> _Exercise prompt_:
What is needed is a word-for-word copy of the records below.

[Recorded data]
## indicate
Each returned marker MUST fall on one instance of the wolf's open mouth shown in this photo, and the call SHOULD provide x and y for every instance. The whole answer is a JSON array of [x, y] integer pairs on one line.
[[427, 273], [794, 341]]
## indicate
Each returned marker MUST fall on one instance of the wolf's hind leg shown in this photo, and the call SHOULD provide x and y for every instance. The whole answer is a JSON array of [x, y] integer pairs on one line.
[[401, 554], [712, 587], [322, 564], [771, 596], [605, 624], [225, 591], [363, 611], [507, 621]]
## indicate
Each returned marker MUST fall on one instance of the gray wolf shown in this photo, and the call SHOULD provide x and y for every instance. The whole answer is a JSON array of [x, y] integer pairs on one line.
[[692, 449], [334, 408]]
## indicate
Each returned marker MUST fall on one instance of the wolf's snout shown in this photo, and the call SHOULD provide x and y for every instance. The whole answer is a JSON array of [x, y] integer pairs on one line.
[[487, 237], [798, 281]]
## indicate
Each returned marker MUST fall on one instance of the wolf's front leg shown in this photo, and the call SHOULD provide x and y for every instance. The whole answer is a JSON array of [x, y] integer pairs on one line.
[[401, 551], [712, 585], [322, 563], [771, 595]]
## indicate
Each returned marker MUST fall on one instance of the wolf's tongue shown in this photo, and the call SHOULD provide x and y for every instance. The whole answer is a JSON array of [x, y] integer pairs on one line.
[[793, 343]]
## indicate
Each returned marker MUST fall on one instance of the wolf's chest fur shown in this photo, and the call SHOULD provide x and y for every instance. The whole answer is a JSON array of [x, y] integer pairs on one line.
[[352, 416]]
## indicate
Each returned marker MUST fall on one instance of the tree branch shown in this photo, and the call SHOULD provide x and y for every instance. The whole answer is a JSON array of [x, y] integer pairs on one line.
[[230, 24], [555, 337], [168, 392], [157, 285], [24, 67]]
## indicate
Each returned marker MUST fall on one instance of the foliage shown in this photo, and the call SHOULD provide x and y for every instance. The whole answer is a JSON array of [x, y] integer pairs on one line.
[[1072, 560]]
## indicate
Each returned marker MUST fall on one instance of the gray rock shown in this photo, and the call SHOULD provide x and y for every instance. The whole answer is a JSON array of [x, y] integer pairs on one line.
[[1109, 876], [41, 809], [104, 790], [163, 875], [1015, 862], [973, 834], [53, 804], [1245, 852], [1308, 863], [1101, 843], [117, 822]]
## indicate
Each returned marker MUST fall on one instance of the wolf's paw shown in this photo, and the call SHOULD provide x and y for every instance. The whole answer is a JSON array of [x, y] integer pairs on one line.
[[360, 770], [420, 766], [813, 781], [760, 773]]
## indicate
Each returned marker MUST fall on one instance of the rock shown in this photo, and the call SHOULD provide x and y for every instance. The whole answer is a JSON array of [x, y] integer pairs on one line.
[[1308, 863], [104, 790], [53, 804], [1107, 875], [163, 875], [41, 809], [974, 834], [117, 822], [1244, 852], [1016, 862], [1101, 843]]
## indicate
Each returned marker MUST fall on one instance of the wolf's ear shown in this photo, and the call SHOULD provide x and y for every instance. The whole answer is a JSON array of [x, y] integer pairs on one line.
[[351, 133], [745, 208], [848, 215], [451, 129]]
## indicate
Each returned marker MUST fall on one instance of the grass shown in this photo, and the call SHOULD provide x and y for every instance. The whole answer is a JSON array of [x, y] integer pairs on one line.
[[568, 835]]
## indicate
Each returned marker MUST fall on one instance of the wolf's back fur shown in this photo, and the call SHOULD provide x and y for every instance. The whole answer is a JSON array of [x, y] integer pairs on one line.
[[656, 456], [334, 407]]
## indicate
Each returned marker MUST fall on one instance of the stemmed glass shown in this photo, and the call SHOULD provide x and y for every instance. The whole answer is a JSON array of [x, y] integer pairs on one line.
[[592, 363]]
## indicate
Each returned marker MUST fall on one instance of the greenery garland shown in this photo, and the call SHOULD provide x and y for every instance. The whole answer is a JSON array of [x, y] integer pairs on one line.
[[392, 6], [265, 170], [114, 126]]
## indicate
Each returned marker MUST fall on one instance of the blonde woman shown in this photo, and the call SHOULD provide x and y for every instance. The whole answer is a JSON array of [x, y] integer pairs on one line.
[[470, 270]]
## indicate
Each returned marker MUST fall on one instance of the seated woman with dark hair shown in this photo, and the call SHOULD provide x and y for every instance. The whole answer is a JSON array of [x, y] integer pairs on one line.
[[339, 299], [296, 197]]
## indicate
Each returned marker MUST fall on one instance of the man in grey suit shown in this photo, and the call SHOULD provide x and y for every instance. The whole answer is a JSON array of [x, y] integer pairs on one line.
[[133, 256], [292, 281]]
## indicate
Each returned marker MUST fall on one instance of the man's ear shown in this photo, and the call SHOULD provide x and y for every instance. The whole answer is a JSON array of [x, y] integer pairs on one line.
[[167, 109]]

> _Written solution_:
## indicate
Each returned marker MUST fall on one instance of the wolf's open mouth shown in this photo, and the call SHOULD provide x and y for every instance. The whole answer is a JSON array of [x, y] integer pairs on one line.
[[427, 273], [794, 341]]
## indicate
Each returned marker MUST fall on one instance of the wolf's hind leg shown in this photo, and the call SHOULD provide x and y for every instance. The whole answer is a JSON array of [x, y] integer pairs on one line.
[[401, 554], [712, 587], [322, 564], [771, 596], [605, 624], [225, 591], [363, 611], [507, 621]]
## indicate
Each returned marker MUST fall on one instance of the gray wolf shown in this photo, and the call SHOULD provide x and y for every instance. The whole answer is a JSON array of [x, y] integer pairs on one line.
[[692, 449], [334, 408]]
## indicate
Each returned marker MUST fall on one instance of the wolf's snout shown in this photo, and the call SHOULD provide x and y for every instance. The whole answer is a JSON array of [x, y] integer pairs on one line.
[[487, 237], [798, 281]]
## indicate
Each returned marker MUST fall on one instance of the wolf's front leg shown in this photo, and the call SHOULD provide x and y for every instance. The whole answer is a JSON array of [x, y] integer pairs on one line.
[[401, 551], [712, 585], [322, 563], [771, 595]]
## indicate
Each returned marker MUST fall on one instance of the wolf's tongue shown in this photo, and the call SHOULD provide x and y for every instance. The whole answer is a JSON array of [x, y] integer pairs on one line.
[[793, 343]]
## indicate
Each returned marker MUST fall on one instance of the wolf's chest fur shown in this photo, and the call SHOULD provide x and y for every instance. The whole answer is a JSON array of [x, y] integer pairs on one line.
[[352, 416]]
## indicate
Each returned marker MUST fall on one instance of the tree branch shown in this photo, and the call SHOULD provide x and y for every instance. The whole answer is a JSON array of [x, y] integer pairs on one line.
[[230, 24], [555, 337], [168, 392], [157, 285], [24, 67]]
## indicate
Each returned marker MUST fall on one instance of the foliage shown in this photo, and the call SHOULD provide x and y for every instance. The whole answer is a JSON array of [x, y] integer pairs on one line.
[[1072, 560]]
## indicate
Each returned marker MUST fall on one instance of the gray rock shown in this photo, and the call SHOULD provide x and y for every instance. The whole answer is a JSON array of [x, y] integer pairs on one line.
[[1109, 876], [41, 809], [104, 790], [163, 875], [1015, 862], [973, 834], [53, 804], [1245, 852], [1308, 863], [1101, 843], [117, 822]]
## indicate
Each returned marker MUST fall on one instance of the wolf's paw shown in this photo, and the call SHOULD provide x and y for every instance. The whole answer is a JSON array of [x, y] integer pairs on one line.
[[360, 770], [420, 766], [813, 781], [760, 773]]
## indicate
Each returned marker MUST fall on one instance of the rock shown in this photo, and the call SHOULD provide x and y for every instance. The whole answer is a JSON array of [x, y] integer pairs on one line.
[[1308, 863], [104, 790], [53, 804], [1107, 875], [163, 875], [41, 809], [974, 834], [117, 822], [1244, 852], [1016, 862], [1101, 843]]
## indicate
Each returned marker MUST fall on one instance of the wolf's ear shown in this photo, and the call SHOULD provide x and y for every instance. The whole answer is a JSON array of [x, y] integer pairs on one line.
[[351, 133], [745, 208], [848, 215], [451, 129]]
## indicate
Each returned marker MUST fall on one instance of the grass shown in this photo, and the call SHOULD provide x and y for every instance. The whole answer is a JSON array of [x, y] integer pairs on one line.
[[568, 835]]
## indicate
Each returned marker MUST fall on one instance of the wolf's back fur shown in this photo, and the call SHOULD provide x and y for every instance. The whole answer is a JSON array of [x, y] integer pairs on one line.
[[656, 456], [334, 407]]
## indicate
Each returned marker MUST fall on one instance of the stemmed glass shown in this photo, and the call SHOULD provide x and y for every instance. The whole answer is a JSON array of [x, y] integer pairs on one line.
[[592, 363]]
## indicate
Each returned marker MUST fall on one instance of the greenery garland shown in this photo, and the call SHOULD provide x and y for every instance. The whole answer is a JSON array of [x, y] integer pairs on one line.
[[392, 6], [265, 170], [114, 126]]
## indicate
Each returned marker MUST fall on one instance of the blonde woman shown in this photo, and the call SHOULD provide x and y for every instance. The whole answer is a JSON array of [x, y] integer pairs on one line.
[[470, 270]]
## indicate
Each returned marker MUST fall on one instance of the seated woman with dark hair shown in this photo, and the call SHOULD provide x and y for every instance. The whole answer is a JSON array of [x, y] integer pairs on one line.
[[339, 299], [296, 197]]
## indicate
Each returned marker MUST fall on one instance of the man in grey suit shown in this photo, and the call SHOULD provide x and y for every instance. The whole answer is a JSON array of [x, y] integer pairs on one line.
[[133, 256], [292, 281]]
## indicate
Each returned marker MUST fall on one instance of the man's ear shown in this photo, and the call SHOULD provide x and y for every instance. The whole answer is a JSON array of [x, y] integer pairs on one line.
[[167, 109]]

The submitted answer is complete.